- OBJECTIVE A: From the passage on Massachusetts gun laws, extract everything from "The AG’s office has" down to "Jajuga, co-sponsored Ch.", both ends included.

- TEXT SHOWN:
* * * * * * *
Whenever the owner moves to a different town, he must notify authorities
by certified mail within 30 days. If the owner forgets these requirements
or is even a few days late, his guns can be confiscated and his
renewal denied.
There
is still confusion over which guns fit into which category, and
what exactly the law means in saying that a firearm must be under
the owner’s direct control or locked. (Does each gun need to have
a lock, or is a locked cabinet or closet enough?) Rules covering
transport of weapons are unclear.
Attorney General’s Goal: Destroy
Gun Industry
The
legislature’s enactment of Ch. 180 is only part of the challenge
to gun-ownership rights in Massachusetts. In addition to the law,
regulations have also been decreed by the Attorney General.
Former
Attorney General Scott Harshbarger decided to “develop a strategy
to go after the gun industry” (his words, in a memo found by GOAL).
He decided to use the state “consumer protection” law to attack
gun manufacturers, gun dealers, and law-abiding citizens wishing
to purchase guns. He issued far-reaching regulations, with no action
by the state legislature, which current AG Tom Reilly says “have
the force of law.” Reilly boasts that 34 other states are looking
to Massachusetts’ new regulations as a model. (The gun industry
is not subject to federal consumer regulations.)
The
regulations were first issued by Harshbarger in 1997, but stalled
by a court challenge until April 2000, when the Massachusetts Supreme
Judicial Court upheld the AG’s authority. But the gun industry asks
how an elected official can restrict the sale of a product protected
by Constitutional rights.
Under
the regulations, a ban is imposed on so-called “cheap” handguns.
It requires locking devices and mandates tamper-resistant serial
numbers. Semi-automatics must have devices showing whether they
are loaded. Dealers have to issue instructions and warnings to buyers.
Safety testing is required for each manufacturer. Fines of $5,000
per violation were established. While some of these regulations
appear reasonable on the surface, the devil is, of course, in the
details.
Intentional Entrapment of Dealers
The
most obvious problem is that no one knows which guns comply with
these regulations, and no dealer in the state can get the AG to
answer the question. Handgun sales have been paralyzed for fear
of unwitting violations, which would surely be followed by prosecution.
The AG’s office has already harassed several dealers in the state
with the apparent intent to intimidate all dealers. About half of
the dealers existing in Massachusetts before the regulations are
no longer in business.
When
Massachusetts News contacted the AG’s office to request a list of
compliant handguns, we were referred to the Executive Office of
Public Safety, who in turn referred us to the Firearms Records Bureau
(part of the Criminal History Systems Board). The director of this
office, William Pickett, told us that the Gun Advisory Board (on
which he sits) had just completed testing of hundreds of handguns.
Its findings were sent to the Secretary of Public Safety, who would
“probably issue a list in a month or so” (by mid-October). The newly
named Secretary of Public Safety, James Jajuga, co-sponsored Ch.
180.
* * * * * * *
- EXERCISE INPUTS:
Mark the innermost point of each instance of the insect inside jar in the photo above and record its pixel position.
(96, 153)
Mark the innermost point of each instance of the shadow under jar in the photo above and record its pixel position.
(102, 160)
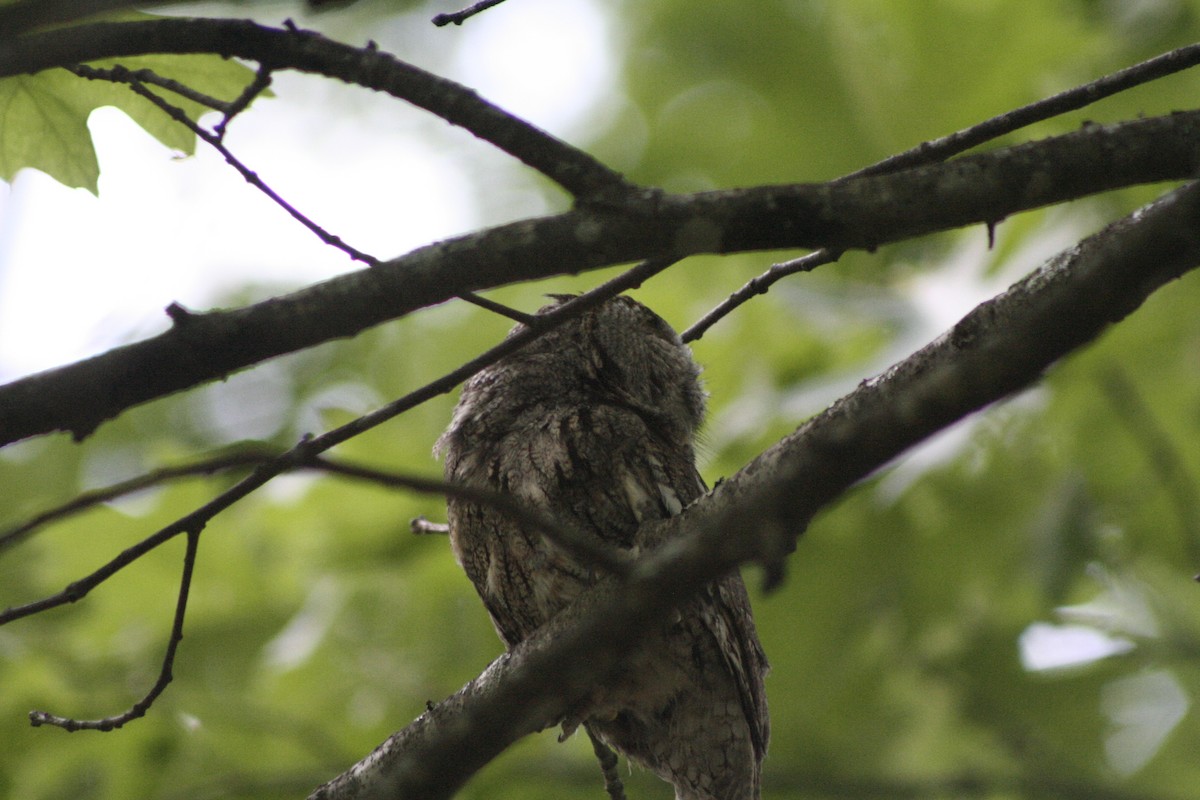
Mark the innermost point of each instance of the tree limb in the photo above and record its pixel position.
(1001, 347)
(279, 48)
(863, 212)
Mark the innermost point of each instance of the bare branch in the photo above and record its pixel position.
(859, 212)
(208, 465)
(459, 17)
(928, 152)
(135, 80)
(165, 674)
(276, 48)
(305, 453)
(999, 348)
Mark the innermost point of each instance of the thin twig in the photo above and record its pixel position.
(306, 451)
(123, 74)
(955, 143)
(579, 173)
(216, 143)
(457, 17)
(261, 83)
(166, 673)
(757, 286)
(499, 308)
(108, 493)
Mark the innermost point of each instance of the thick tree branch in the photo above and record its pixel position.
(999, 348)
(862, 212)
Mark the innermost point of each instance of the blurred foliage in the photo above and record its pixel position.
(928, 639)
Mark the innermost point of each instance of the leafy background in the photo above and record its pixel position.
(909, 642)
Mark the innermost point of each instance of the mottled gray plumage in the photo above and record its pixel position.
(593, 423)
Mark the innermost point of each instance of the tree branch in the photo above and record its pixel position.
(305, 453)
(277, 48)
(861, 212)
(946, 146)
(1001, 347)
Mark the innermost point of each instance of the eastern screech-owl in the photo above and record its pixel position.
(593, 423)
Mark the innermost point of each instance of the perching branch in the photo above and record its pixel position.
(997, 349)
(863, 212)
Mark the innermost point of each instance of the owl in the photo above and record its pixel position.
(593, 423)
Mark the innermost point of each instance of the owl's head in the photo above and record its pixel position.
(627, 354)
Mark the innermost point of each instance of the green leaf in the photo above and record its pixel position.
(45, 116)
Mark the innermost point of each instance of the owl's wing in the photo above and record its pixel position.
(724, 605)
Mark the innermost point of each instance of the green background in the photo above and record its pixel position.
(319, 625)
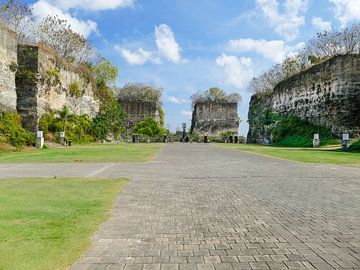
* * * * * * *
- OBJECTIVE B: Rewrite the records from the line containing "the green background" down to the end of the records, keeping the requests. Multiply each pixel coordinate in the answers by 0.85 and round to whole numbers, with halves rounded up. Leave the pictures out.

- COMPLETE ANSWER A:
The AG’s office has already harassed several dealers in the state
with the apparent intent to intimidate all dealers. About half of
the dealers existing in Massachusetts before the regulations are
no longer in business.
When
Massachusetts News contacted the AG’s office to request a list of
compliant handguns, we were referred to the Executive Office of
Public Safety, who in turn referred us to the Firearms Records Bureau
(part of the Criminal History Systems Board). The director of this
office, William Pickett, told us that the Gun Advisory Board (on
which he sits) had just completed testing of hundreds of handguns.
Its findings were sent to the Secretary of Public Safety, who would
“probably issue a list in a month or so” (by mid-October). The newly
named Secretary of Public Safety, James Jajuga, co-sponsored Ch.

- COMPLETE ANSWER B:
Mark the innermost point of each instance of the green background in the photo above and record its pixel position.
(271, 531)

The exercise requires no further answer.